Saved entries:
━━━━━━━━━━
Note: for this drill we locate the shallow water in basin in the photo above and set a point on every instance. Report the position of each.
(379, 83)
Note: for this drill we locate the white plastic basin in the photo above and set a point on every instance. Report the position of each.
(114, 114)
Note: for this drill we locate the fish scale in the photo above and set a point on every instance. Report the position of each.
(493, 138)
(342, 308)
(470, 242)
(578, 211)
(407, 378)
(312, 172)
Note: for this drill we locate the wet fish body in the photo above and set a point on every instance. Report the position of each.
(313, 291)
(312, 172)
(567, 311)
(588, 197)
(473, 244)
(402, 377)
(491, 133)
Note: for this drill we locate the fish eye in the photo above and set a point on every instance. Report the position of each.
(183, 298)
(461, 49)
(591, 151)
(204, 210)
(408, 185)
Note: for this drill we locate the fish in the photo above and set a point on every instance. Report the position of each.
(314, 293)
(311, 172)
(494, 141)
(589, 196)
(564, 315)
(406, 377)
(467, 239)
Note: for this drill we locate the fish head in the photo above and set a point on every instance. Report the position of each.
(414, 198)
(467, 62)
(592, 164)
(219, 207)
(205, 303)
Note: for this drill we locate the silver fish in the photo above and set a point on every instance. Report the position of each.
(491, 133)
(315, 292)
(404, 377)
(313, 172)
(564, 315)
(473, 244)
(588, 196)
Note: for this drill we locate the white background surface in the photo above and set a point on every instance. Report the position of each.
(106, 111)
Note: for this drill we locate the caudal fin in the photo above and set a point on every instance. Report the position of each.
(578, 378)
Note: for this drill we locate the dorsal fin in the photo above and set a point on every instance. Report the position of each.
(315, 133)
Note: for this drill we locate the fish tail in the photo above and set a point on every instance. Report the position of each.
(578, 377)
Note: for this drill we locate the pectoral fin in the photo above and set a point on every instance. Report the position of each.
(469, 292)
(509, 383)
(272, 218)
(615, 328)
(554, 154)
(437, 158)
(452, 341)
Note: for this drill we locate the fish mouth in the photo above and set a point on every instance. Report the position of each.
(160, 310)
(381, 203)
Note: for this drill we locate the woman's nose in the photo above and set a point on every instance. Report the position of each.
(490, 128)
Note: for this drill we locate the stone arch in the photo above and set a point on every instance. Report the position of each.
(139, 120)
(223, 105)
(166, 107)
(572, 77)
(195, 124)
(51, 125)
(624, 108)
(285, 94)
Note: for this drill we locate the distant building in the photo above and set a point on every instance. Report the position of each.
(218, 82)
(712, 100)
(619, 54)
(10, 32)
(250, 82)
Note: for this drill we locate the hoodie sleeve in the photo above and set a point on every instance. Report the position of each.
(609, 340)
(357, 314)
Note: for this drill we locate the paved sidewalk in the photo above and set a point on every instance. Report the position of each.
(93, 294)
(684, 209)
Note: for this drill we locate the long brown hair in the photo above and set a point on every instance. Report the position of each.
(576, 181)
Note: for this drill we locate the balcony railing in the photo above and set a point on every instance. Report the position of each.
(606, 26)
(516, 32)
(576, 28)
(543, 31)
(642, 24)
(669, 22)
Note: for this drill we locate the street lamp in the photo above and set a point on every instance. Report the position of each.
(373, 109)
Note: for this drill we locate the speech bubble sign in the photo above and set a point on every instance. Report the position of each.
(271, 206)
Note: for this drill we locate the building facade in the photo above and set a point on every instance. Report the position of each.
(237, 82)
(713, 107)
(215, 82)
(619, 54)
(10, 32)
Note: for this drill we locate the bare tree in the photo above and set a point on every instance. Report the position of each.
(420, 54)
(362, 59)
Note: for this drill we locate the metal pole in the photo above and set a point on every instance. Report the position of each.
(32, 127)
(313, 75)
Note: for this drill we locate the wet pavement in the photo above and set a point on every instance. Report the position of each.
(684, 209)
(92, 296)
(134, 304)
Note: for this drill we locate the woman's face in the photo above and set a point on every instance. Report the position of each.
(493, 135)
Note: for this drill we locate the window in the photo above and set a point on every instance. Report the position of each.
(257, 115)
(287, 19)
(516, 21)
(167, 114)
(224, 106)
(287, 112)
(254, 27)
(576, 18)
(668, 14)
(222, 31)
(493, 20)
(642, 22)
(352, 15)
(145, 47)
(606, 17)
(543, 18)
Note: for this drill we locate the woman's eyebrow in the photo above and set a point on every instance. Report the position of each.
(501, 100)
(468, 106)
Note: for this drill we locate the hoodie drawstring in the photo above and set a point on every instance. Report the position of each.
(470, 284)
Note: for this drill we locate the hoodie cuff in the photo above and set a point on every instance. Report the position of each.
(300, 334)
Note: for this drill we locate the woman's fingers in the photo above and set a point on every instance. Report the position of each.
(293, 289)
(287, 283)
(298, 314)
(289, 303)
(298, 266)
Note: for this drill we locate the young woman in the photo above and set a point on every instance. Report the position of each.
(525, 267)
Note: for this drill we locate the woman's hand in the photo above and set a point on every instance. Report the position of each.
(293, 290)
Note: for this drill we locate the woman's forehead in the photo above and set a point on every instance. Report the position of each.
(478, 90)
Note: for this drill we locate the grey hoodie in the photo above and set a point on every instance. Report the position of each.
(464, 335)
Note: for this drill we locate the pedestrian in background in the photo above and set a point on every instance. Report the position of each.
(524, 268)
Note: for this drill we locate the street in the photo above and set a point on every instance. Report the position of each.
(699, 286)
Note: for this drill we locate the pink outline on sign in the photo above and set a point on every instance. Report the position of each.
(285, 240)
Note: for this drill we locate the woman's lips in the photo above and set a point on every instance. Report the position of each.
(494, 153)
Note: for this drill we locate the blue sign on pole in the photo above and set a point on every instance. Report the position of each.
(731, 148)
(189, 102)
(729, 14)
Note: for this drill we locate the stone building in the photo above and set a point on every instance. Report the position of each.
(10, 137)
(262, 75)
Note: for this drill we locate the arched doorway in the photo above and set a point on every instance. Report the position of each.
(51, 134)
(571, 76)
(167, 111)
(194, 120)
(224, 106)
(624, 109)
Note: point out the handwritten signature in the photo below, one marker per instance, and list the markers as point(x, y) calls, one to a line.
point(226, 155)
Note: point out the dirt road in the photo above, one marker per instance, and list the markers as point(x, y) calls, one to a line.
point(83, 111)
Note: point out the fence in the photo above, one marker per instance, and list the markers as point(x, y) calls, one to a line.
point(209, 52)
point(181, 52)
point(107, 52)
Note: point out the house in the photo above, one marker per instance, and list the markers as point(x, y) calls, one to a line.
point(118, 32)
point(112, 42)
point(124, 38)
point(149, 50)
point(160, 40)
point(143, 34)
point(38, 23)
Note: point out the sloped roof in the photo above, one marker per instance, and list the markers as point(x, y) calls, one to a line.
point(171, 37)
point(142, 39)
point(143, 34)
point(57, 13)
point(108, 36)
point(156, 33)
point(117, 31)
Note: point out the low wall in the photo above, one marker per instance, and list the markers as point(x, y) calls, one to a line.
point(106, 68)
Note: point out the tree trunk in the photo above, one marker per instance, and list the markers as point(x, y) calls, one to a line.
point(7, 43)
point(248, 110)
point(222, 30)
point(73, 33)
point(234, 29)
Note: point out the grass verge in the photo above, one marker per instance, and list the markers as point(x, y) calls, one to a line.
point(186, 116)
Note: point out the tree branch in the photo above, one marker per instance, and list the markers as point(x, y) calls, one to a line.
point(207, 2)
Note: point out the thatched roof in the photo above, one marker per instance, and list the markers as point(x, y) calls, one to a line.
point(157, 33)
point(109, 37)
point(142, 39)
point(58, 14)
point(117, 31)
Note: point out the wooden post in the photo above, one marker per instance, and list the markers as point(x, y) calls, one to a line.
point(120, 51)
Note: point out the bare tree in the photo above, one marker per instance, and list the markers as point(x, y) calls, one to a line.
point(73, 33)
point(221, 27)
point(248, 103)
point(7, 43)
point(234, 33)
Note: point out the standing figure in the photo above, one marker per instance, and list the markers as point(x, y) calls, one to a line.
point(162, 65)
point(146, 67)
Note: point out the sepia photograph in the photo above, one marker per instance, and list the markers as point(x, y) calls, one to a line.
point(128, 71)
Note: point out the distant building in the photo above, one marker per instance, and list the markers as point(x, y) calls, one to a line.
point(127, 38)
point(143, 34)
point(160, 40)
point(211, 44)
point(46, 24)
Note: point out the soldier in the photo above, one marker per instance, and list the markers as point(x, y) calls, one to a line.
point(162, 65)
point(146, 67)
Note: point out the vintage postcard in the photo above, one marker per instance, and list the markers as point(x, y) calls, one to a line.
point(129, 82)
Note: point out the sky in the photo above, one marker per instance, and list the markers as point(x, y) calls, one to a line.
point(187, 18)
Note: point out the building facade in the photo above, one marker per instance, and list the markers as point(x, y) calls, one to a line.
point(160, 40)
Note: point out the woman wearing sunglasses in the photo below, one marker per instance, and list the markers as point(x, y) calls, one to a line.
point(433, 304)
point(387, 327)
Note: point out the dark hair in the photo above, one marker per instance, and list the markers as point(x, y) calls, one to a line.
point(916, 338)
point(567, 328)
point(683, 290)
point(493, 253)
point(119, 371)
━━━━━━━━━━
> _YOUR GOAL_:
Could you write out everything from the line containing "Note: point out the sloped" down to the line containing "point(106, 68)", both included, with "pitched roof" substituted for "sloped roof" and nothing else changed?

> _RESULT BELOW_:
Note: point out the pitched roof in the photo above, one marker per instance, and list the markers as point(x, y) calls, one to a line.
point(171, 37)
point(142, 39)
point(143, 34)
point(57, 13)
point(108, 36)
point(156, 33)
point(117, 31)
Note: point out the low wall in the photo above, one marker per instance, and list the markers as point(x, y) calls, one to a line.
point(106, 68)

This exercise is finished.